» Exercise goal
Which lines in the items below contain the word "wall"? Pull out each of those lines and copy it unchanged.

--- START OF Task data ---

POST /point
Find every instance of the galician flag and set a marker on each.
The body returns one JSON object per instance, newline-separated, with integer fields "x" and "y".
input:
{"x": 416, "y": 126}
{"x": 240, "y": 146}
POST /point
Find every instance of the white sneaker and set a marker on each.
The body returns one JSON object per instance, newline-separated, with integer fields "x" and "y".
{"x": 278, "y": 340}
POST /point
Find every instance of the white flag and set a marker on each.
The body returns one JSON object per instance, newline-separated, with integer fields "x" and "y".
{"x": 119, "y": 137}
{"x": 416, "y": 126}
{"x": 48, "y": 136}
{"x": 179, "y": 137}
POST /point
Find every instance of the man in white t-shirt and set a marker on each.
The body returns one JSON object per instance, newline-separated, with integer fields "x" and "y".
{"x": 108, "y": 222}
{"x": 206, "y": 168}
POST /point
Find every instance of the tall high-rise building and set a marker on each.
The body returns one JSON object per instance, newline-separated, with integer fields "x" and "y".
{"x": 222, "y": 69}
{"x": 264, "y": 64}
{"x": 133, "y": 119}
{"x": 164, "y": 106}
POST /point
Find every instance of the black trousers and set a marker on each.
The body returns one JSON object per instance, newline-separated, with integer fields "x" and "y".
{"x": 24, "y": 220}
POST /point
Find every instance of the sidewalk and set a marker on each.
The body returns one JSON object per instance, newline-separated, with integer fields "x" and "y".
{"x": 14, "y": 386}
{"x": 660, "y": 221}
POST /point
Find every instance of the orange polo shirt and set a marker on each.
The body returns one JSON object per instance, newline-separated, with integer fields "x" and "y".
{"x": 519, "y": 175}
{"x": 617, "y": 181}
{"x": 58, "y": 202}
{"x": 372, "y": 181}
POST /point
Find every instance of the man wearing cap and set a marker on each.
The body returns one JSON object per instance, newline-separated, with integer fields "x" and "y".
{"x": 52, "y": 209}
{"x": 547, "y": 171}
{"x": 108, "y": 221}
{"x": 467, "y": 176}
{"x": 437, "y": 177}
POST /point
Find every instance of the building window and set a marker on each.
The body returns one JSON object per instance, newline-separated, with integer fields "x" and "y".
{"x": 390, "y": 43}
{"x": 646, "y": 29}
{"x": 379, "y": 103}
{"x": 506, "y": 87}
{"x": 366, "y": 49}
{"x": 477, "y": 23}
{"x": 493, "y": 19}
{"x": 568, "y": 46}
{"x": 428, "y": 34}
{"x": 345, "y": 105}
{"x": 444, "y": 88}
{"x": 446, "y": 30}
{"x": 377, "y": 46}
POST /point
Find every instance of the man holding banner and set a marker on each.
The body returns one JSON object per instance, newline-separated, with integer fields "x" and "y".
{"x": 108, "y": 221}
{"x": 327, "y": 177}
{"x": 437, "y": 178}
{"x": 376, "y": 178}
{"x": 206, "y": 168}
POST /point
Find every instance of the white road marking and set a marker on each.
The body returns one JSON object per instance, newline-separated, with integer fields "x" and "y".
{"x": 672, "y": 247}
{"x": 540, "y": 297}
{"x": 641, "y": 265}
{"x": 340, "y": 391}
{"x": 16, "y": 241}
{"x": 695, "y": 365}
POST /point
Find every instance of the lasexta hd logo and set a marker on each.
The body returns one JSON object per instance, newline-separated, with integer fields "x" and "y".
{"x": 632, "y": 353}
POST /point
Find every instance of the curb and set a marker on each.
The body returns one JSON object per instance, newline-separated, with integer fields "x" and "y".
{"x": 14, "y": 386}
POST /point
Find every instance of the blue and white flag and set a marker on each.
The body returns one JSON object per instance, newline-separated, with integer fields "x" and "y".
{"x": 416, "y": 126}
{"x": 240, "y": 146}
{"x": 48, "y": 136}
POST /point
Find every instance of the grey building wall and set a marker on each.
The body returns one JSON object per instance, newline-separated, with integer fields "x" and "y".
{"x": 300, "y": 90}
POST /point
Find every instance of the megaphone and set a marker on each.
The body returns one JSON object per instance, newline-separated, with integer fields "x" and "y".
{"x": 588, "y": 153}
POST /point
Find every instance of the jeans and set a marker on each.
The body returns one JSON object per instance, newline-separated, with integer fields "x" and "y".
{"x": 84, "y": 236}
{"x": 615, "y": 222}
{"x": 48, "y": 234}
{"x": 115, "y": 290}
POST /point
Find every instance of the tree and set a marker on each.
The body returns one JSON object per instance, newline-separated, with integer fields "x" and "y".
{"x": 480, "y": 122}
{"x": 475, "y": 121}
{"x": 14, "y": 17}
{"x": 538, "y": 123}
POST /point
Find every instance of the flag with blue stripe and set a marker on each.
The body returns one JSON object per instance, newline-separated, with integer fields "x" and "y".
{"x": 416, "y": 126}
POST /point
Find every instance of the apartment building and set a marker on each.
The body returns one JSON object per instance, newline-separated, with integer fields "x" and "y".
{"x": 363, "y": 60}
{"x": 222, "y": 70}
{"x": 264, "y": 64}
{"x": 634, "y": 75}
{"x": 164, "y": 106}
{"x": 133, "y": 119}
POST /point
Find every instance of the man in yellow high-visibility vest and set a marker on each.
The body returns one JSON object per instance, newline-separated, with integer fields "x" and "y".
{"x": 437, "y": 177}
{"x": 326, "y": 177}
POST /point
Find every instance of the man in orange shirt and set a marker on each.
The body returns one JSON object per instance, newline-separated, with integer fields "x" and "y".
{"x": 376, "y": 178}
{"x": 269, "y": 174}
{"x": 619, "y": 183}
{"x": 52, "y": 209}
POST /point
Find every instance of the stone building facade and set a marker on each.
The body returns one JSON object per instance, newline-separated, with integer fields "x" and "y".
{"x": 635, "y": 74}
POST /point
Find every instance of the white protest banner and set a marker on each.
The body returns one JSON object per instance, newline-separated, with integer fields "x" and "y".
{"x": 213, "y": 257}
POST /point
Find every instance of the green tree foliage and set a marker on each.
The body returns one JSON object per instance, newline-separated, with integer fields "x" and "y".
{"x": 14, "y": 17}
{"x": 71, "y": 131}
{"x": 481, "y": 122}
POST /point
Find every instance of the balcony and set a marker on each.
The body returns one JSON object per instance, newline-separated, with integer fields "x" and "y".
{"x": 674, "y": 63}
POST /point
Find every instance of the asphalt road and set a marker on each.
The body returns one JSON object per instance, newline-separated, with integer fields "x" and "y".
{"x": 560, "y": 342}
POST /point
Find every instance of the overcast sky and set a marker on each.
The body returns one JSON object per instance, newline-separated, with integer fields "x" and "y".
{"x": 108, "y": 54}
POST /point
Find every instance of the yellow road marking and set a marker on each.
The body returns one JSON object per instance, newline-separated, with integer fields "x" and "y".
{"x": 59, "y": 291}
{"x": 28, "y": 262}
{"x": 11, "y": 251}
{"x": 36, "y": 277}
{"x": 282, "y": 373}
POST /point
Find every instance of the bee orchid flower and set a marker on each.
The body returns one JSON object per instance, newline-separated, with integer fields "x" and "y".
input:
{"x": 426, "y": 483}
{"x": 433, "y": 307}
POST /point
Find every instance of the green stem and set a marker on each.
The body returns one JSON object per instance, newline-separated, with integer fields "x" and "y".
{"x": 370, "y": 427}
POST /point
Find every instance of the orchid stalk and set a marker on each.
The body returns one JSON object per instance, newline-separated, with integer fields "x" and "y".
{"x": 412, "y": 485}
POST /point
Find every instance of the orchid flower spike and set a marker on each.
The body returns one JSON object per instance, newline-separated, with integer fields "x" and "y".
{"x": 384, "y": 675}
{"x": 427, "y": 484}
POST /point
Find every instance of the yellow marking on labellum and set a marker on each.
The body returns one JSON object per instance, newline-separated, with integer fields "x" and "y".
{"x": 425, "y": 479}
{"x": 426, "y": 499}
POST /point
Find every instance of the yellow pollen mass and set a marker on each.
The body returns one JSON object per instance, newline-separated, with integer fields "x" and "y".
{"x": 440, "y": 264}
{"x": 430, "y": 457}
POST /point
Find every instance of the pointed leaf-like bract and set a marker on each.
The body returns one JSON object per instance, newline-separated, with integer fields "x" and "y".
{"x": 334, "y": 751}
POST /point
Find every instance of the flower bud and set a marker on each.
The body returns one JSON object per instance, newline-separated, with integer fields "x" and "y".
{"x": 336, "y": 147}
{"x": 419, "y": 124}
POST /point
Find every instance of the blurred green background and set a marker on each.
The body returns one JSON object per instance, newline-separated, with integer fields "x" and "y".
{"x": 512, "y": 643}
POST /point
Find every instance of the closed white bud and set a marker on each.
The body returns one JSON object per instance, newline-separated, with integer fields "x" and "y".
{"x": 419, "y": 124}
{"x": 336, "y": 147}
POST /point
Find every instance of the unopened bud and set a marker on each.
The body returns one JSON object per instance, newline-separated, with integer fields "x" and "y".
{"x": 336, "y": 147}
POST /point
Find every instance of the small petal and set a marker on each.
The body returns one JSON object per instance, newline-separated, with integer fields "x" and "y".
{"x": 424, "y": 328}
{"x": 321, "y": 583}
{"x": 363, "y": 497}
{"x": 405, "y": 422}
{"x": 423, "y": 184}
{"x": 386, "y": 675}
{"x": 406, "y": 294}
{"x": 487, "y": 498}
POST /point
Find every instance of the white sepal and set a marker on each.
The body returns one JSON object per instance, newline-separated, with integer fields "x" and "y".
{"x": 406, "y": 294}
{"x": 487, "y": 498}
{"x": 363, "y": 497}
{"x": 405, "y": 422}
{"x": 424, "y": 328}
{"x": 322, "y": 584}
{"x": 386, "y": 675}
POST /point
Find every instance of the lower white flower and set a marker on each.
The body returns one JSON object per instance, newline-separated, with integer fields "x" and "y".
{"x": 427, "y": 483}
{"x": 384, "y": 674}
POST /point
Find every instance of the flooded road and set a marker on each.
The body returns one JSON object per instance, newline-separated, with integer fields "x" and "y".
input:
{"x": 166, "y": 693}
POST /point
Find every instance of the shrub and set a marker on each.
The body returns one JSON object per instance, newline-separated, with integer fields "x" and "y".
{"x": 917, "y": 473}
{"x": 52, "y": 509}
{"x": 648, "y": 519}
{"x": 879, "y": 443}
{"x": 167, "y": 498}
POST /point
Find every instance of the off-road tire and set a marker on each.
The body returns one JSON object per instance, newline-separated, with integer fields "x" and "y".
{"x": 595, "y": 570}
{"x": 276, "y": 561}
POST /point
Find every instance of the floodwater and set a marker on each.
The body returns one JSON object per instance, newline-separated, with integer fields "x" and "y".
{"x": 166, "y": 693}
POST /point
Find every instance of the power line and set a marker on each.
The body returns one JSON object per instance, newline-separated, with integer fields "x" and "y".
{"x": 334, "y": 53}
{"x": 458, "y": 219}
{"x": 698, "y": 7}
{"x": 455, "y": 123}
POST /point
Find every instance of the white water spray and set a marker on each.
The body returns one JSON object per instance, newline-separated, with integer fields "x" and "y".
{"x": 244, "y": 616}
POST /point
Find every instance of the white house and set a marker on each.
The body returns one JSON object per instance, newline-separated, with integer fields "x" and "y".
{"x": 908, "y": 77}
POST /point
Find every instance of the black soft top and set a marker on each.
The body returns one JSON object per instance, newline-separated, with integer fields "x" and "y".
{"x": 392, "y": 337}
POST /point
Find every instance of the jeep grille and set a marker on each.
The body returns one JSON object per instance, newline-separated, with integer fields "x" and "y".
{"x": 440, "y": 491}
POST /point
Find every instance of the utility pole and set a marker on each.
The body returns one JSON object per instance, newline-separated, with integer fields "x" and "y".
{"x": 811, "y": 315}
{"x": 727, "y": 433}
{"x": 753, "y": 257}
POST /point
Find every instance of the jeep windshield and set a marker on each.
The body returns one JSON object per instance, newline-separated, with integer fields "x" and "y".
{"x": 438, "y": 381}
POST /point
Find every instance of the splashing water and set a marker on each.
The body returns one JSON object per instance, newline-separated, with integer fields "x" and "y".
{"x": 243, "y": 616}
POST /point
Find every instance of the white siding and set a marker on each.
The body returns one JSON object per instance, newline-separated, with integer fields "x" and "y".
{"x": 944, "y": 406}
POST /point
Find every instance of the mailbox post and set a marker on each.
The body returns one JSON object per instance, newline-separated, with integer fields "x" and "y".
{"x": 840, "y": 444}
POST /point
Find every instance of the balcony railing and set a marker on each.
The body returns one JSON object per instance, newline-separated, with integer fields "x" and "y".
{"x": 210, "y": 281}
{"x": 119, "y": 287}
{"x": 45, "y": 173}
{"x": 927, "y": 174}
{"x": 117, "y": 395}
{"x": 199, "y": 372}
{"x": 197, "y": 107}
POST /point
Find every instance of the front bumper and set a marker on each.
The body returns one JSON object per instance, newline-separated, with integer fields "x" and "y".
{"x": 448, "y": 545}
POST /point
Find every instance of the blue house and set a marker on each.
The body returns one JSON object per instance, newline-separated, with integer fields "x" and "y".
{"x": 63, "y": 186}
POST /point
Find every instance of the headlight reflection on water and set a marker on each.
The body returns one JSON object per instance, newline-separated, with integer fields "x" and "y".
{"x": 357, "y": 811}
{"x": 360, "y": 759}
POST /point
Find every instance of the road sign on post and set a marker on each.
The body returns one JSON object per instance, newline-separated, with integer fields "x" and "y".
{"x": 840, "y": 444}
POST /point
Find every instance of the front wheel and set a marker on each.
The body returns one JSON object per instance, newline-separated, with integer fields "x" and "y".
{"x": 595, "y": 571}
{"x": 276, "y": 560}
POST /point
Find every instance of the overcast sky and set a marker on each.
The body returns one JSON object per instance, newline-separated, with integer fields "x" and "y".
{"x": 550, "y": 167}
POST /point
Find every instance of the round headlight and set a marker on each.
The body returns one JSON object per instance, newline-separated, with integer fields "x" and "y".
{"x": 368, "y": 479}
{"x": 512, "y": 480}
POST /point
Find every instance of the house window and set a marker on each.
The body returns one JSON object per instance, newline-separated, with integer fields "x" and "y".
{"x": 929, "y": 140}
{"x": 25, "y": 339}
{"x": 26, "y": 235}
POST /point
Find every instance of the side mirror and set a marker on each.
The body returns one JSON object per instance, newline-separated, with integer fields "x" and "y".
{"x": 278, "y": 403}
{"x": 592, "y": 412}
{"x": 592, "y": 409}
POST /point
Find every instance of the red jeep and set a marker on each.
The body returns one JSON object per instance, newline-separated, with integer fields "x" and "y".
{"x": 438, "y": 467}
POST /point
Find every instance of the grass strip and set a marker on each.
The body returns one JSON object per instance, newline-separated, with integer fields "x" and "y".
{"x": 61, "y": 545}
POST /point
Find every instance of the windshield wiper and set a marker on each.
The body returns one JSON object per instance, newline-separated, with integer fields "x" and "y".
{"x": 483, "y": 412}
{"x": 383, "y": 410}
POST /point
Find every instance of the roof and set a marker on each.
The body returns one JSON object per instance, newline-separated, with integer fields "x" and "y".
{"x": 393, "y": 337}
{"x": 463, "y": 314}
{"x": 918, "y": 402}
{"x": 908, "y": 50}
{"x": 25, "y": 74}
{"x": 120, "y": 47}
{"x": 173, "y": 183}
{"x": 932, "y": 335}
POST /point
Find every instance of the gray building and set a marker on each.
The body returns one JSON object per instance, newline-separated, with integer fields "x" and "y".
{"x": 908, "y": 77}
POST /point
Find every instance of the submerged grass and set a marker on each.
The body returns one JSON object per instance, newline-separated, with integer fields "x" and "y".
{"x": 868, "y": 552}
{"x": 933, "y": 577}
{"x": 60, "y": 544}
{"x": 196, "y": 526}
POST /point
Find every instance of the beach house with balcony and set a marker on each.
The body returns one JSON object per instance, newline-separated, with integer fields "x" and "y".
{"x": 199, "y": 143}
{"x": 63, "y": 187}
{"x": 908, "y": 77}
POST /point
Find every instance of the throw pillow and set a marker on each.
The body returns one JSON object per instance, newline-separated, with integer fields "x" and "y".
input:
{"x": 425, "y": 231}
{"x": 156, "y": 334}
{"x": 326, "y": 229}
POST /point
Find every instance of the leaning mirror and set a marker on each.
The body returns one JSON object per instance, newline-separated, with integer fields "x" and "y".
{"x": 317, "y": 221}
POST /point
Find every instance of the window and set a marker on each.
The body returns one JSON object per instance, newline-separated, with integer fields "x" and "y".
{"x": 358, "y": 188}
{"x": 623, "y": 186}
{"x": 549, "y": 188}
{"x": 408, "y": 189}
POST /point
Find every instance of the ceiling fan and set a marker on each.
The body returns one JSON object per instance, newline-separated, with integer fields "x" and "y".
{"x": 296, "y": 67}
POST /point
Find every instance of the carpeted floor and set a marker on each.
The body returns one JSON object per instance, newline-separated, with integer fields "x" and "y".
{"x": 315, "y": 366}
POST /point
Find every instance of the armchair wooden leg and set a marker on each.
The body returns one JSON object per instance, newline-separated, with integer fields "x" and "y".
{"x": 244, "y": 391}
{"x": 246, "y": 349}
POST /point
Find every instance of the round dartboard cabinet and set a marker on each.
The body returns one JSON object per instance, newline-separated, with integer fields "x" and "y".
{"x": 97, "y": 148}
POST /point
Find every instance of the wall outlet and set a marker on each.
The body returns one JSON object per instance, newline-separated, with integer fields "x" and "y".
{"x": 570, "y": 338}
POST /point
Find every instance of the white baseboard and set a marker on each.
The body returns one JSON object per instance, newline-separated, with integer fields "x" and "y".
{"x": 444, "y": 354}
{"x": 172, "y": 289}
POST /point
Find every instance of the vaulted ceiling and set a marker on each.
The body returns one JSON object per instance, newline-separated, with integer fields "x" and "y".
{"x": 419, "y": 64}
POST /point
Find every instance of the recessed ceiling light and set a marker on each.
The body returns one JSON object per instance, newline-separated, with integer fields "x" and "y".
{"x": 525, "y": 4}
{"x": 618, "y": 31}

--- END OF Task data ---

» Final result
Find every instance of the grey building wall and set a marker on each.
Find every instance of the wall outlet and set a marker on each.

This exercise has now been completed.